> [What to work on]:
Switch "distant vehicle" to "parked truck" in everything from the line containing "task: segment the distant vehicle" down through the end of the entries, and return only those lines with all else left unchanged.

> [Record extracts]:
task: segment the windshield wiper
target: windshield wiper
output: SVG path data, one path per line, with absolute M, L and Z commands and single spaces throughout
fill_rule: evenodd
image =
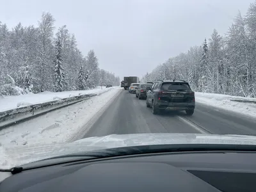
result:
M 159 153 L 184 152 L 211 152 L 211 151 L 237 151 L 256 152 L 256 145 L 230 145 L 230 144 L 170 144 L 145 146 L 125 147 L 106 148 L 84 153 L 74 153 L 42 159 L 28 163 L 20 167 L 10 170 L 13 174 L 24 170 L 29 170 L 86 160 L 102 159 L 107 157 L 122 157 L 126 156 L 154 154 Z M 14 169 L 14 170 L 13 170 Z

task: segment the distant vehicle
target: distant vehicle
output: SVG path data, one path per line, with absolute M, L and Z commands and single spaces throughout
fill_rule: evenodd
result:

> [Task response]:
task: segment the parked truck
target: parked truck
output: SVG path data, one path per line, with absolute M, L and Z commands and single spaces throughout
fill_rule: evenodd
result:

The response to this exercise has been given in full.